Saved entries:

○ ○ ○ ○

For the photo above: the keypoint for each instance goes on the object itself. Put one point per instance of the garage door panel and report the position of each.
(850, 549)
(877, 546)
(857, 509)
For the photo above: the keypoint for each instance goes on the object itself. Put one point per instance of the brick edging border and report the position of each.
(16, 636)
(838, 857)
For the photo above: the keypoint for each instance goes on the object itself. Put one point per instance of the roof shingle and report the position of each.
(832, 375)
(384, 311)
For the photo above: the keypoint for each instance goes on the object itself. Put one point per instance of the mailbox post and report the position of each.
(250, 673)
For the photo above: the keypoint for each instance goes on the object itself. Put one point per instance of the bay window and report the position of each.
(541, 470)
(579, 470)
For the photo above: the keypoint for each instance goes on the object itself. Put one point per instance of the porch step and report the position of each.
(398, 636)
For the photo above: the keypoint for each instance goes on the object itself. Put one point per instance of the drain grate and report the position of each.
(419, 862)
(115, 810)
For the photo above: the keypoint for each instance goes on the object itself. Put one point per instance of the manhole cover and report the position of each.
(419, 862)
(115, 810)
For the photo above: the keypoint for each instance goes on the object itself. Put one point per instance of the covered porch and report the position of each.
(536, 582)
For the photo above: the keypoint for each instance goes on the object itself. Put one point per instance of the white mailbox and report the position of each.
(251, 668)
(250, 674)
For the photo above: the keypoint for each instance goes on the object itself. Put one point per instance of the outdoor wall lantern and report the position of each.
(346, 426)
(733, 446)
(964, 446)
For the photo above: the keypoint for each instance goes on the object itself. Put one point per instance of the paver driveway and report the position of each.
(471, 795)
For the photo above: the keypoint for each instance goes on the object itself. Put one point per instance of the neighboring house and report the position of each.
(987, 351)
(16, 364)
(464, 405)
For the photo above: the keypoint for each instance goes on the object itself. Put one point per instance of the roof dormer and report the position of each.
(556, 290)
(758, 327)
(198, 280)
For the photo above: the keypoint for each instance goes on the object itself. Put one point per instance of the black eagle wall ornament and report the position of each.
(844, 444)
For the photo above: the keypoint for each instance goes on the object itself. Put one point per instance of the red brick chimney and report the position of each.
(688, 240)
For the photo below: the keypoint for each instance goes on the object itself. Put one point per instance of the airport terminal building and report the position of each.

○ ○ ○ ○

Set down exactly the line that holds "chimney and report the position of each." and all lines after it to the end of the data.

| ANSWER SPACE |
For the photo above: the keypoint for each instance goes on the object itself. Put one point per instance of the red brick chimney and report the position of each.
(688, 240)
For the photo below: the keypoint for each instance goes on the object itself. Put one point per instance of the airport terminal building and report the position of each.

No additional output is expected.